----- Records for this exercise -----

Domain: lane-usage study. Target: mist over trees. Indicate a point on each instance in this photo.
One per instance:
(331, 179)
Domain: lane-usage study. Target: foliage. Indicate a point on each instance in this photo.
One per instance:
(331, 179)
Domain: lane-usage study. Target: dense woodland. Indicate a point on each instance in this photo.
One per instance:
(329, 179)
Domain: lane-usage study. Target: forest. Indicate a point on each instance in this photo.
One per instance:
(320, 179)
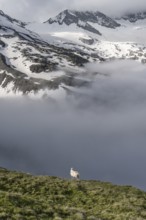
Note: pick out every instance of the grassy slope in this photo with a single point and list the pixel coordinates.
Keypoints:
(23, 196)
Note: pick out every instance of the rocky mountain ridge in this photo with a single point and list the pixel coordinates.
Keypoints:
(46, 56)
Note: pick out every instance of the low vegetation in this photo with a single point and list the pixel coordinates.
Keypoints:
(23, 196)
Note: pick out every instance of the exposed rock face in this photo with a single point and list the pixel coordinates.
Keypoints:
(68, 17)
(82, 19)
(133, 17)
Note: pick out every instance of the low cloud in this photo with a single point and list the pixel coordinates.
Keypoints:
(100, 130)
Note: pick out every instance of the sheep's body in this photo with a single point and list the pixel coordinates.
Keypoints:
(75, 174)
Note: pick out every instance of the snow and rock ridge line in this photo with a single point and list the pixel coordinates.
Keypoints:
(51, 55)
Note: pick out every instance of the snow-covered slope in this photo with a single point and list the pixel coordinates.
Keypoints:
(48, 56)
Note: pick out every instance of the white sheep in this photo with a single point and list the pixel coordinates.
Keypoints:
(75, 174)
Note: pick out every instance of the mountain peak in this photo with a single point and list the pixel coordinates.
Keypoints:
(69, 17)
(133, 17)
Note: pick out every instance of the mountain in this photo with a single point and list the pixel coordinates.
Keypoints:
(133, 17)
(82, 19)
(24, 196)
(38, 57)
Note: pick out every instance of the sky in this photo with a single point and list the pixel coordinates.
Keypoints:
(42, 10)
(101, 131)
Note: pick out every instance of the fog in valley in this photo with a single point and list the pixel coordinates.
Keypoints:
(99, 130)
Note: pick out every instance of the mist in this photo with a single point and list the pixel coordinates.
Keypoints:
(99, 130)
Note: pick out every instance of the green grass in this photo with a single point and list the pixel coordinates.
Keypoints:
(23, 196)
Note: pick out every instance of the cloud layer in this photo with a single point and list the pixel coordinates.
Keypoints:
(101, 130)
(41, 10)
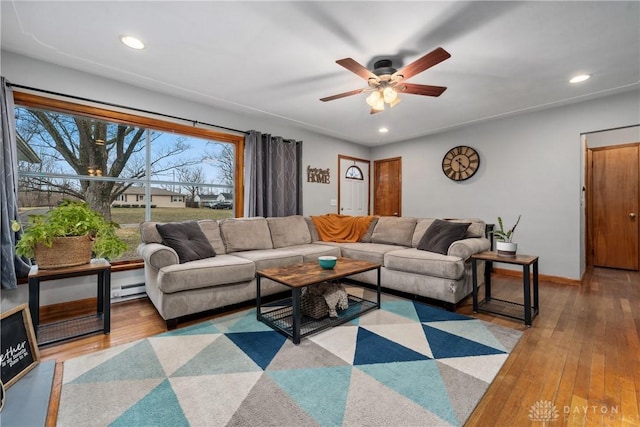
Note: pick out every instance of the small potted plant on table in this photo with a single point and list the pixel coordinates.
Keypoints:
(68, 235)
(504, 239)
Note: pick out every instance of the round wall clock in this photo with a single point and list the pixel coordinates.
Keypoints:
(460, 163)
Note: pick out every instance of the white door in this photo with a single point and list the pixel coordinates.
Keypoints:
(353, 190)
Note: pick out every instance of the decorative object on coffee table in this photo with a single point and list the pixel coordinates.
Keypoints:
(327, 261)
(504, 239)
(286, 316)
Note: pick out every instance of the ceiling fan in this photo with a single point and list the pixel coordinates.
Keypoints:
(385, 81)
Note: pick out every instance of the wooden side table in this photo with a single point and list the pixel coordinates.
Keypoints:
(78, 326)
(525, 311)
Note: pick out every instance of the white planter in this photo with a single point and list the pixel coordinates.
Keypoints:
(506, 248)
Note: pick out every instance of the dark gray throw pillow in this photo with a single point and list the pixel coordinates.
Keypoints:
(187, 239)
(441, 234)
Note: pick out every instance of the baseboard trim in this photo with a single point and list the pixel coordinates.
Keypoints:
(53, 312)
(546, 278)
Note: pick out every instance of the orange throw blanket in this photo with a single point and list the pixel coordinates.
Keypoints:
(341, 228)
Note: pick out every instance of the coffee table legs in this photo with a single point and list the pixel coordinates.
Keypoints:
(296, 315)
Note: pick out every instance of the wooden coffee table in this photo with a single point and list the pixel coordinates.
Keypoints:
(286, 315)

-----

Problem requirements – Return every line from the one holding "Note: pick out every instance of the dark" through the end of the data, exactly as it appears, with both ends kept and nothing else.

Answer section –
Note: pick out every instance of the dark gray throw pillow in this photo with a single point and list the pixel coordinates.
Keypoints:
(187, 239)
(441, 234)
Note: pick out every instance of the baseboard trim in this photo with a single point and list the pixel coordinates.
Keypoints:
(53, 312)
(546, 278)
Note: pick out every instance of the orange throw blanket in this photo with a single point and list the pixel coordinates.
Keypoints:
(341, 228)
Note: pick out every instance of the coffee table legs in this photo with a single point and list the pixel coordinates.
Keypoints:
(296, 315)
Note: pick out every instance of the wooden coffee table in this photo with a single point and list the pixel coordinates.
Keypoints:
(286, 315)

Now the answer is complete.